Supplied entries
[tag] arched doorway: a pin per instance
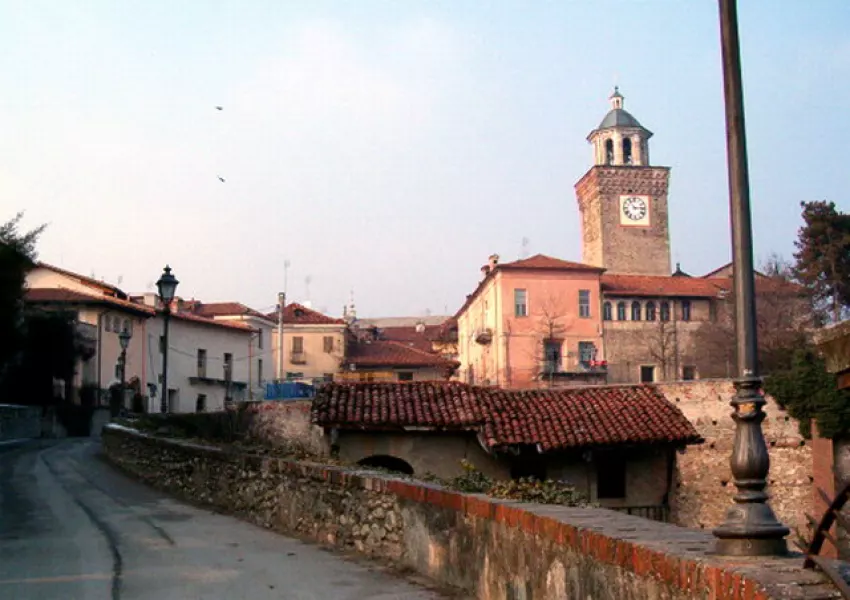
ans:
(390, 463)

==

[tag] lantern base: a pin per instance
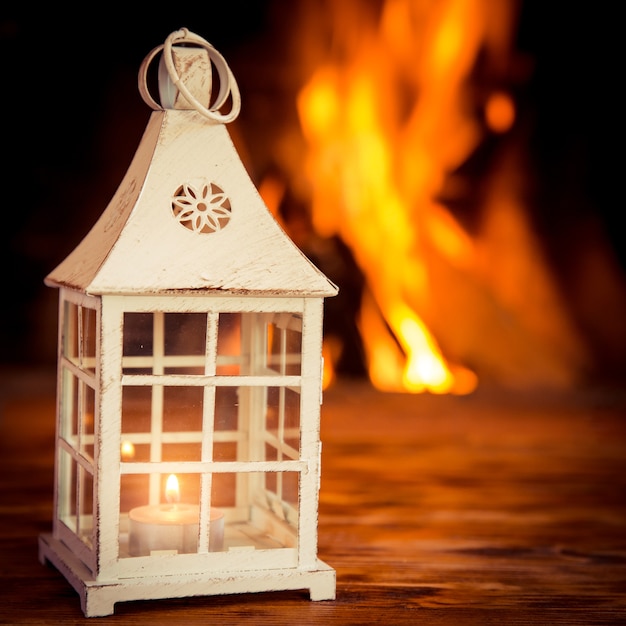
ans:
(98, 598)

==

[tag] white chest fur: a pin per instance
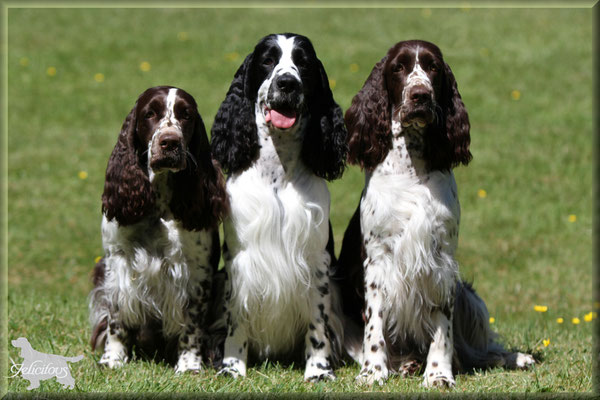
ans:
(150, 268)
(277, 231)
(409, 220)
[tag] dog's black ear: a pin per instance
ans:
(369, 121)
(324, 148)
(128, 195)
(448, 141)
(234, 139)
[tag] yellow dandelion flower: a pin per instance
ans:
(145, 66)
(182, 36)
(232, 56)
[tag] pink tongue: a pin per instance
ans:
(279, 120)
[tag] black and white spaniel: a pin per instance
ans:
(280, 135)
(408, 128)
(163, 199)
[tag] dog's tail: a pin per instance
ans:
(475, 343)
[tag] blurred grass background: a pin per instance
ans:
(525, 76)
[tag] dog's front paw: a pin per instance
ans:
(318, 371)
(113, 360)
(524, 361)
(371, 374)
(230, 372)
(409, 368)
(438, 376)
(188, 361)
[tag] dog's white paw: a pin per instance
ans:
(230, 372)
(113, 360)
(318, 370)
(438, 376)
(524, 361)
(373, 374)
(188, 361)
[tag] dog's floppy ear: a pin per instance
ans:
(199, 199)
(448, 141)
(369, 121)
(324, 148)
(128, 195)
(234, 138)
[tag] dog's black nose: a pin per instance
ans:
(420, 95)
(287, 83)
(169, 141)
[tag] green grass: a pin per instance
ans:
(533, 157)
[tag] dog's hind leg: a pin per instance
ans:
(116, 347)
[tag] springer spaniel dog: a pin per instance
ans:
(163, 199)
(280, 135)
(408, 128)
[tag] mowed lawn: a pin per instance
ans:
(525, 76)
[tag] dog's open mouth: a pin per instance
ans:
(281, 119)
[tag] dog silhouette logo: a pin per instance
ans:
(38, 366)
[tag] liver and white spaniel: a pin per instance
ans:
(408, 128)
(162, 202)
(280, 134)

Aim
Identify each line in the data above that contains the word "white", treating uppercase and lowercase as different.

Full answer
[tag] white chest fur: a pin per instance
[tag] black and white spaniel: a pin per instance
[tag] dog's white paw: a pin per instance
[tag] liver and white spaniel: a pin per instance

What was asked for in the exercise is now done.